-- ОТРЫВОК ДЛЯ ЧТЕНИЯ --
•••••
Все, что ломает шаблоны, свалено Форестом в общую кучу. Факты, изложенные в книге, опровергают его. Мертон вспоминает с горечью поверхностные связи своей юности, корит себя за юношеский эгоизм, но никогда не осуждает глубокой любви, пришедшей к нему в последние годы жизни. В эссе «Любовь и жизнь» он пишет: «Мы созданы для любви. Смысл жизни – тайна, и открывается она в любви, через того, кого мы любим» (в той же биографии Фореста на с. 101).

Это можно отнести к любой любви, не только запретной для монаха, но и к ней также. Для предельно глубокой любви нет внутренних запретов. Я думаю, что самый образ Божий в мужчине окрашен его мужественностью, а в женщине ее женственностью, и тяготение друг к другу не противоречит тяготеню к Богу. Андрогинная молекула любви ближе к Богу, чем каждый любящий по отдельности. Остается противоречие между любовью и отрешенностью, но здесь можно вспомнить замечание Пикара, которого Мертон цитирует в «Мыслях уединенного»: «Мы созданы не для того, чтобы ликвидировать противоречия, а чтобы жить с ними», находить в глубине единство того, что на поверхности сталкивается. После одного из последних свиданий с Марджи Мертон пишет в своем дневнике: «Я могу жить только один. Одиночество – мой привычный климат. То, что мне разрешено было испытать такое полное единство, такую гармонию, такую любовь с другим человеком, с ней, – просто удивительно. Людей я люблю, но больше часа мне с ними трудно. С ней я был часами и не уставал, это чудо; но я все равно отшельник» (р. 162).

Впоследствии Мертон принял формулу, предложенную Рютер, женщиной-теологом, с которой обменялся несколькими письмами: отрешенность и созерцание перестают быть профессией, становятся частью большого ритма жизни. Но к этому ритму надо было заново идти каждый день, и Мертон шел к нему все свои последние годы.

Не все внутренне возможное было возможно внешне. Приходилось покориться традиции, которая в целом была еще живой и не допускала, до поры до времени, грубой ломки, открытого бунта. «Дорогая моя, что-то очень глубокое в нас велит нам сдаться, – писал он Марджи, – но не так, как сдаются, когда одежда падает на пол и тела приникают друг к другу. Насколько поразительней сдаться наготе любви и такому единению, когда между нами нет преграды иллюзий». Что Мертон имел в виду, говоря о падении преграды иллюзий, не вполне ясно. Возможно, растворение человеческого в Божьем. Во всяком случае, он не считал свою любовь ошибкой, слабостью. Стихи, посвященные Марджи, были им переданы в архив; они опубликованы через 25 лет после его смерти. «Пусть знают и это, – писал Мертон, – ведь здесь часть меня самого, моя потребность в любви, мое одиночество, моя внутренняя разделенность, моя борьба, в которой уединение и “спасает”, и мешает. Если оно спасает, то, видимо, не вполне» (р. 165–166).
•••••
-- ЗАДАНИЯ --
(A) Назовите всех людей, кроме самого Мертона, которых отрывок упоминает по имени или фамилии.
(B) Через сколько лет после смерти Мертона, по словам отрывка, опубликовали стихи, посвященные Марджи?
(C) Перепишите из отрывка слово в слово часть, которая начинается словами «Все, что ломает» и заканчивается словами «на с. 101).».
•••••
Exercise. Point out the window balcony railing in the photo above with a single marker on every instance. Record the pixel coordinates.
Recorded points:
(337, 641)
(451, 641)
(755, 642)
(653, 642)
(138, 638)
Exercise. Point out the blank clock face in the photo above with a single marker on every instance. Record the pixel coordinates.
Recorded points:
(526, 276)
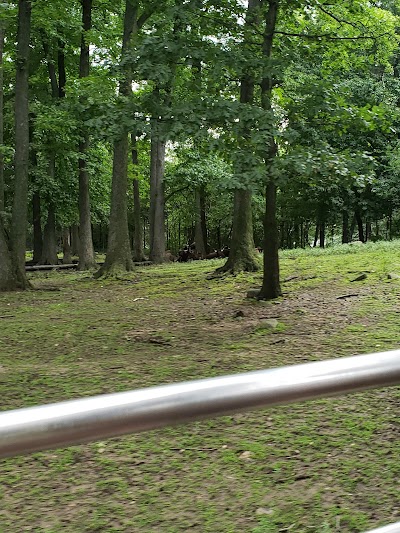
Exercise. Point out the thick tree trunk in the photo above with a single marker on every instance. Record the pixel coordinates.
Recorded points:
(20, 205)
(118, 257)
(322, 234)
(360, 227)
(66, 238)
(242, 255)
(49, 254)
(200, 231)
(75, 240)
(2, 35)
(138, 253)
(271, 286)
(37, 228)
(345, 227)
(86, 251)
(157, 201)
(8, 281)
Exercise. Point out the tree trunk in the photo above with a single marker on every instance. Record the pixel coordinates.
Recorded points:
(200, 231)
(345, 227)
(242, 255)
(271, 286)
(157, 202)
(86, 251)
(322, 234)
(20, 204)
(37, 228)
(8, 281)
(2, 35)
(49, 254)
(75, 240)
(118, 258)
(66, 238)
(138, 254)
(360, 227)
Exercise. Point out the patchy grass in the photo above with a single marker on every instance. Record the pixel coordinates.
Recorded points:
(326, 466)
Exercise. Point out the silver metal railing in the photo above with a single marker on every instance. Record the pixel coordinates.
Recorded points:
(98, 417)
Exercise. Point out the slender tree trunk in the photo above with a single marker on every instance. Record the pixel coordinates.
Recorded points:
(359, 225)
(66, 238)
(138, 254)
(49, 254)
(75, 240)
(20, 205)
(271, 286)
(322, 234)
(2, 35)
(37, 228)
(200, 236)
(242, 255)
(118, 258)
(345, 227)
(8, 281)
(157, 202)
(86, 251)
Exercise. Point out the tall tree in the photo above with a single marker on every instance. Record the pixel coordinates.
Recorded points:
(20, 204)
(271, 285)
(86, 252)
(242, 254)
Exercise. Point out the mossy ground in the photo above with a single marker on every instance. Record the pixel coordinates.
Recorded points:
(323, 466)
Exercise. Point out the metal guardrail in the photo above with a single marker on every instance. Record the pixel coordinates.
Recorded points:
(110, 415)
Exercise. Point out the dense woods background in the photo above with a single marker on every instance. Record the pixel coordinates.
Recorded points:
(136, 127)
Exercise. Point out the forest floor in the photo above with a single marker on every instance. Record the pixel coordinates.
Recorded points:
(322, 466)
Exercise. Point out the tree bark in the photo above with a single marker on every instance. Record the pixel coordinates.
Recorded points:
(200, 231)
(86, 250)
(242, 255)
(66, 238)
(157, 201)
(20, 204)
(2, 35)
(75, 240)
(360, 227)
(49, 254)
(118, 257)
(345, 227)
(37, 228)
(271, 285)
(138, 254)
(8, 281)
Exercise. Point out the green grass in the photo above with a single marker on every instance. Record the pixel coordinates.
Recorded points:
(328, 465)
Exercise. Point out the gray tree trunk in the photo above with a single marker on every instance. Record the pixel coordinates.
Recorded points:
(20, 204)
(86, 251)
(37, 228)
(200, 229)
(138, 254)
(271, 285)
(2, 35)
(118, 257)
(157, 202)
(49, 254)
(242, 254)
(66, 238)
(8, 280)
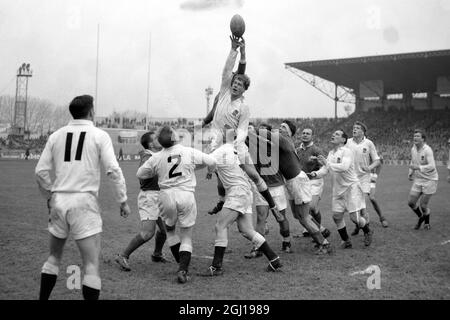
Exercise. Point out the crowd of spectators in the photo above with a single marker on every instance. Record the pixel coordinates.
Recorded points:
(391, 131)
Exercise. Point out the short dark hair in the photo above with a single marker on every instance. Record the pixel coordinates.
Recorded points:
(422, 133)
(309, 128)
(166, 137)
(243, 77)
(80, 106)
(362, 125)
(146, 139)
(344, 135)
(291, 126)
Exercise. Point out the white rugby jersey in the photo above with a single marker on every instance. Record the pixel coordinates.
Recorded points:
(364, 152)
(342, 167)
(75, 153)
(175, 167)
(230, 114)
(230, 173)
(425, 160)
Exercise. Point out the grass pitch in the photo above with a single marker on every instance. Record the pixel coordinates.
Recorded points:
(414, 264)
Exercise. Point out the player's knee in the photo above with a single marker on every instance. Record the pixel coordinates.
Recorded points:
(50, 267)
(147, 234)
(170, 228)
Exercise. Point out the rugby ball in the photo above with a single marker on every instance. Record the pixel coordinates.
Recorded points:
(237, 26)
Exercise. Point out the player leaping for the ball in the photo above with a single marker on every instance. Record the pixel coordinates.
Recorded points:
(233, 113)
(297, 182)
(237, 207)
(175, 166)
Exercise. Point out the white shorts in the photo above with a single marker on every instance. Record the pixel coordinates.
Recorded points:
(299, 189)
(424, 186)
(278, 194)
(148, 204)
(75, 213)
(365, 183)
(239, 199)
(351, 200)
(178, 206)
(316, 187)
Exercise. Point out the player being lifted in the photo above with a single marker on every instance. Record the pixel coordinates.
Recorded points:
(209, 117)
(308, 153)
(148, 200)
(233, 113)
(423, 173)
(364, 152)
(237, 207)
(297, 183)
(347, 194)
(175, 166)
(275, 182)
(75, 152)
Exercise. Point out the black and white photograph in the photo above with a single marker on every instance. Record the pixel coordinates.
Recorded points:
(219, 156)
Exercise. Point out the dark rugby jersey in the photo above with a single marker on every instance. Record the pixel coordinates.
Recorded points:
(147, 184)
(262, 160)
(304, 154)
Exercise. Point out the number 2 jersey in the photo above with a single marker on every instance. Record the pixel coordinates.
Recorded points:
(75, 153)
(175, 167)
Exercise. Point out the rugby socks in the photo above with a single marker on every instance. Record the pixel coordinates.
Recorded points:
(185, 260)
(417, 211)
(176, 251)
(91, 287)
(426, 215)
(316, 215)
(135, 243)
(268, 252)
(48, 280)
(218, 256)
(160, 239)
(343, 233)
(366, 228)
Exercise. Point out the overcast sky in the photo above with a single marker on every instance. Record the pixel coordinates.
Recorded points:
(189, 45)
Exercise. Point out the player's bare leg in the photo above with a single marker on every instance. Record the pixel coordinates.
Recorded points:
(250, 170)
(376, 207)
(50, 269)
(185, 254)
(362, 223)
(221, 192)
(412, 203)
(160, 239)
(262, 213)
(305, 219)
(245, 226)
(90, 254)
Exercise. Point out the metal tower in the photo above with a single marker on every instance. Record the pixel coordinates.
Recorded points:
(20, 107)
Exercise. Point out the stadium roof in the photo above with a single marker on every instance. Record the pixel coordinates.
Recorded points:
(406, 72)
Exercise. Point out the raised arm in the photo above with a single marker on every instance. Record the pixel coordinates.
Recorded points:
(227, 73)
(113, 171)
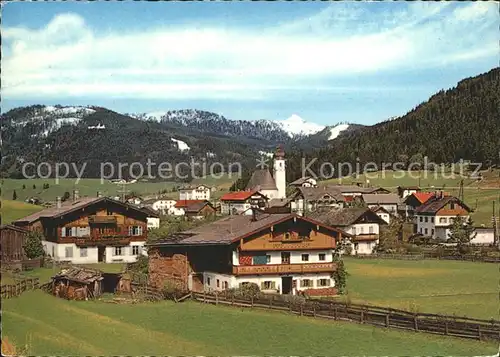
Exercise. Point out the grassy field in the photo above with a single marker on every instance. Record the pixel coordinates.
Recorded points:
(12, 210)
(445, 287)
(51, 326)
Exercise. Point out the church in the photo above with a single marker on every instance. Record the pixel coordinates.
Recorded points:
•••••
-- ОТВЕТЫ К ЗАДАНИЯМ --
(A) Форест, Марджи, Пикар, Рютер.

(B) Через 25 лет.

(C)
Все, что ломает шаблоны, свалено Форестом в общую кучу. Факты, изложенные в книге, опровергают его. Мертон вспоминает с горечью поверхностные связи своей юности, корит себя за юношеский эгоизм, но никогда не осуждает глубокой любви, пришедшей к нему в последние годы жизни. В эссе «Любовь и жизнь» он пишет: «Мы созданы для любви. Смысл жизни – тайна, и открывается она в любви, через того, кого мы любим» (в той же биографии Фореста на с. 101).